## WHAT IS EXPECTED
Reproduce the lines below verbatim, leaving out the picture.

## DATA ENTRIES
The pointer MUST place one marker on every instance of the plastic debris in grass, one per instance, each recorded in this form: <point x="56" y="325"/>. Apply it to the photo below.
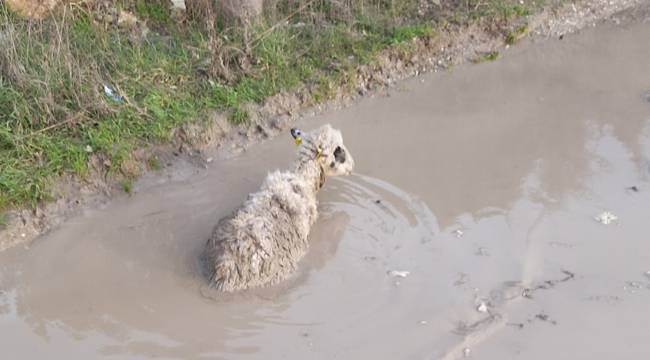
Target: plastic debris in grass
<point x="606" y="218"/>
<point x="108" y="91"/>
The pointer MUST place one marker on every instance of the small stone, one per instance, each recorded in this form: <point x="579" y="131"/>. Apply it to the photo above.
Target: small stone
<point x="482" y="307"/>
<point x="606" y="218"/>
<point x="398" y="273"/>
<point x="467" y="352"/>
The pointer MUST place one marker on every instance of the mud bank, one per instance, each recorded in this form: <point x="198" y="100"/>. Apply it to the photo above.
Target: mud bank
<point x="198" y="144"/>
<point x="483" y="183"/>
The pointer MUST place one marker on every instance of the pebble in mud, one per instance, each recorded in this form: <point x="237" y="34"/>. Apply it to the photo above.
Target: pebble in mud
<point x="399" y="273"/>
<point x="482" y="307"/>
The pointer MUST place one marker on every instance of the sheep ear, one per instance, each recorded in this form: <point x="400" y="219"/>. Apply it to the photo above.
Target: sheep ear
<point x="297" y="135"/>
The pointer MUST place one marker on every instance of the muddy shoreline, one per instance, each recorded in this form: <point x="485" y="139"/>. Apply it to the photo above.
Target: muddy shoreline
<point x="473" y="228"/>
<point x="195" y="146"/>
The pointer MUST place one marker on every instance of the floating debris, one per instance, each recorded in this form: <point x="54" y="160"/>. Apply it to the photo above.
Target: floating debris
<point x="399" y="273"/>
<point x="482" y="307"/>
<point x="606" y="218"/>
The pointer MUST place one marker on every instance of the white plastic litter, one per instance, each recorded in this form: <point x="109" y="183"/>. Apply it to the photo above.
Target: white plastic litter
<point x="178" y="4"/>
<point x="112" y="94"/>
<point x="399" y="273"/>
<point x="606" y="218"/>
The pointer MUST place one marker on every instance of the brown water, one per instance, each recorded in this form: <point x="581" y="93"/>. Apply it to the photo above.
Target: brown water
<point x="520" y="154"/>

## COMPLETE ANSWER
The pointer MUST place one marker on every instance of the plastic debris in grass, one per instance, each recorded in this form: <point x="56" y="325"/>. Apply it to the photo below.
Target: plastic debris in grass
<point x="606" y="218"/>
<point x="108" y="91"/>
The pointer MUST place one marker on every instance of the small stone, one per instance, each recorded in this form: <point x="579" y="131"/>. Apply it to the photo above.
Target: small stone
<point x="482" y="307"/>
<point x="606" y="218"/>
<point x="398" y="273"/>
<point x="467" y="352"/>
The pointer MUST place one marker on every instance of the mud bank, one per instance, each recorded in this form: <point x="198" y="100"/>. Apply it to the photo above.
Target: mud bank
<point x="198" y="144"/>
<point x="483" y="183"/>
The pointer MUST place one marker on every instance of the pebble in mud, one per instance, each recorded in this form: <point x="237" y="34"/>. Apply it to the photo above.
Target: pebble in mud
<point x="399" y="273"/>
<point x="482" y="307"/>
The pointer MUST place one marker on every instance of the sheep ear, one per instance, each recorded in this form: <point x="400" y="219"/>. Apply it to the photo above.
Target: sheep ear
<point x="297" y="135"/>
The pointer MUST place one marker on every instance of the muddy shoreline, one per instance, each recorded in this form: <point x="485" y="139"/>. Apply it to the photo above.
Target: muddy shoreline
<point x="473" y="228"/>
<point x="195" y="146"/>
The pointer MUST place one marker on every instance of the floating debris, one per instance, each recorded in this form: <point x="54" y="160"/>. Apply it to the photo above.
Target: floating debris
<point x="399" y="273"/>
<point x="482" y="307"/>
<point x="606" y="218"/>
The pointer MUST place one marker on every instance of the white plastic litter, one per instance, each recorded in this form: <point x="109" y="183"/>. Apply it to the photo above.
Target: white plastic litter
<point x="178" y="4"/>
<point x="112" y="94"/>
<point x="399" y="273"/>
<point x="606" y="218"/>
The pointer MUST place one marker on every instance of the brown water, one per instance, each recorded in this form: <point x="581" y="93"/>. Apply it to the photo above.
Target: brown water
<point x="520" y="154"/>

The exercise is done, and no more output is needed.